What is required: Go through the records and filter out every line lacking the word "this"; copy the lines that remain.

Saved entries
==*==

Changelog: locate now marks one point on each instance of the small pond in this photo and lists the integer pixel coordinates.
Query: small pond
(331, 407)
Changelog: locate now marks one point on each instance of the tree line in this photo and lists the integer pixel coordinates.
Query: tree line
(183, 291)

==*==

Task response:
Changelog: locate now marks one point on each instance of the small pond in this photo and lists the integer pixel coordinates.
Changelog: locate now marks one point on each instance of the tree line in this photo and lists the integer pixel coordinates.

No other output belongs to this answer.